[Items from a dataset]
* * * *

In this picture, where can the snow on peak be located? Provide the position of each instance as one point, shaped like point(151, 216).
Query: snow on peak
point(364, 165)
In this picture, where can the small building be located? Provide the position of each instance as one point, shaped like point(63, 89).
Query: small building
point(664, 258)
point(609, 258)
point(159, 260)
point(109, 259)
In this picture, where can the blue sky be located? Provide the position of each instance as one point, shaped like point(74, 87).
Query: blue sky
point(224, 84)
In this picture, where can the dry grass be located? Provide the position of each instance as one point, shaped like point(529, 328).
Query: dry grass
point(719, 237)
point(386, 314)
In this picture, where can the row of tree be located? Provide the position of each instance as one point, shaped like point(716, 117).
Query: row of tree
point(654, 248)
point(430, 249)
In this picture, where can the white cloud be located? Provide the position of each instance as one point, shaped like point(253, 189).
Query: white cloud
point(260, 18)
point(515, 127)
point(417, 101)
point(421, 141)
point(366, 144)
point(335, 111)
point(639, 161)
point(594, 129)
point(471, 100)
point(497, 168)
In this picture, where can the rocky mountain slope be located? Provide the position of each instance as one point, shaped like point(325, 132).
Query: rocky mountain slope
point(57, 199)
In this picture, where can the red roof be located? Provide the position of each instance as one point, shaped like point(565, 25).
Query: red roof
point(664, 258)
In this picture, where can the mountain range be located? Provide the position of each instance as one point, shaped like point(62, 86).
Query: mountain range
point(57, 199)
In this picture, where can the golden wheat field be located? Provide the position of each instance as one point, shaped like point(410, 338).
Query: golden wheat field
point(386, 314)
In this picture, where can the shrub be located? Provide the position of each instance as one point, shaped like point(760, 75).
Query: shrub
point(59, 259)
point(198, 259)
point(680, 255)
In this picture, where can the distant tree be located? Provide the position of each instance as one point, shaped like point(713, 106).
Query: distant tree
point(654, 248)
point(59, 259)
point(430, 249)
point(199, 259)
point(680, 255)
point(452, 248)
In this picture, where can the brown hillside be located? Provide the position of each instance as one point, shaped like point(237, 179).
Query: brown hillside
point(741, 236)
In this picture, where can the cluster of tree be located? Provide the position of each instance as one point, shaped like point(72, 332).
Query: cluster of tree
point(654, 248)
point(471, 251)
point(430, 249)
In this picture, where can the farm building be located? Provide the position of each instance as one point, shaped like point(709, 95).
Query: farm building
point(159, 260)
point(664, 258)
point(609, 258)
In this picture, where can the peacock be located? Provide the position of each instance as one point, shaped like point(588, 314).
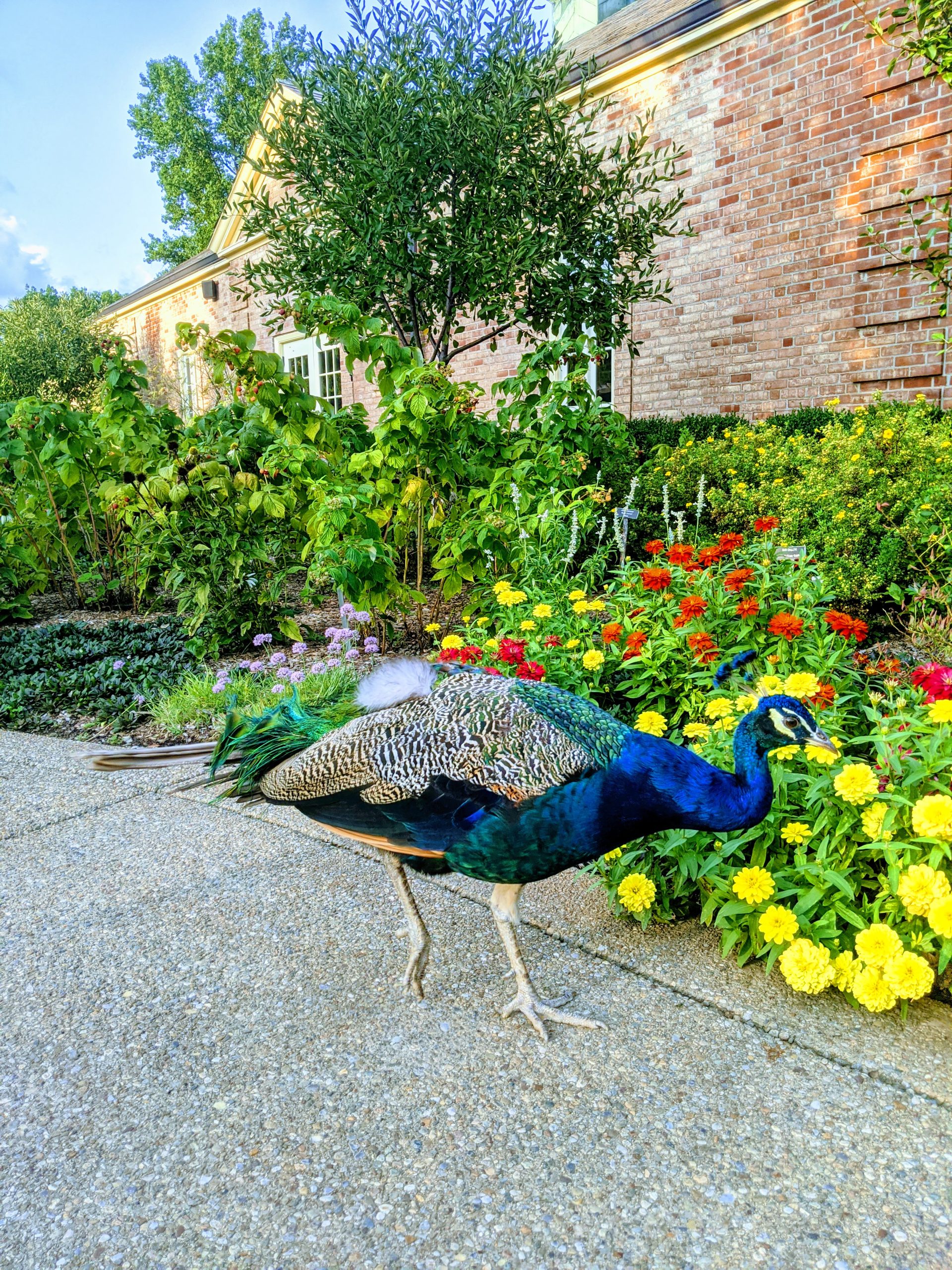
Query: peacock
point(448, 769)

* * * *

WHAT IS NEEDED: Return the entries verbatim, pictures excluded.

EXERCISE RESPONSE:
In this picture, where can the snow on peak be located? Provide the position of each instance as one point, shaped like point(151, 216).
Query: snow on peak
point(364, 165)
In this picture, where can the small building be located? Provide the position of each instance as one point, shaped like point(63, 89).
Query: small building
point(664, 258)
point(609, 258)
point(159, 260)
point(109, 259)
In this picture, where can the blue sky be located? Provide the position of each instance as one point, shaped like point(74, 87).
Query: blue sky
point(224, 84)
In this picture, where can the dry grass be located? Provide the position of each instance as one point, shaped like point(529, 328).
Query: dry grass
point(719, 237)
point(386, 314)
In this picture, where can the row of tree be located? Provide the position of each instance as one point, shaped like point(716, 117).
Query: row of tree
point(654, 248)
point(430, 249)
In this picture, where can the white cloud be located? Provide the position of each instance as one point, shaped like point(253, 189).
Query: white cloud
point(260, 18)
point(515, 127)
point(417, 101)
point(421, 141)
point(366, 144)
point(335, 111)
point(639, 161)
point(594, 129)
point(471, 100)
point(497, 168)
In this picture, where can the rocky mountain slope be located? Provide the position of each instance as one point, shaped like point(325, 132).
Query: rocky mountain slope
point(57, 199)
In this picture, where can the red roof be located? Provide the position of each instance as one point, shaped like point(565, 25).
Query: red roof
point(664, 258)
In this picture, where can the mountain range be located? Provide the position of each instance as one point, shaped like point(62, 86).
Query: mountain range
point(57, 199)
In this picture, where can the golden wheat field be located? Provide the position of each instance as one point, shaped like point(410, 338).
Query: golden wheat field
point(386, 314)
In this picture, where can the shrub be located? Provide the position of each instance as one point, shaped like point(760, 75).
Query: shrub
point(59, 259)
point(198, 259)
point(680, 255)
In this picture, where can the distant tree be located? Provide the position of each instance as one point, shaped like point(713, 106).
Query: distant tree
point(654, 248)
point(59, 259)
point(430, 249)
point(199, 259)
point(680, 255)
point(452, 248)
In this picture, where can the brown hillside be located? Provide the position of each instance as one point, shaped like point(237, 179).
Query: brown hillside
point(741, 236)
In this picture, where can the cluster of tree be located? Provide the position of each instance as one point, shaped like point(72, 332).
Query: cluster of tree
point(654, 248)
point(471, 251)
point(430, 249)
In this picture, where can the farm building be located? Provide the position of each instance as one point, shaped like point(709, 95).
Query: farm building
point(159, 260)
point(664, 258)
point(609, 258)
In this picture, where can the peacock be located? Provide the position of each instance as one point, shaped like point(588, 314).
Query: peacock
point(448, 769)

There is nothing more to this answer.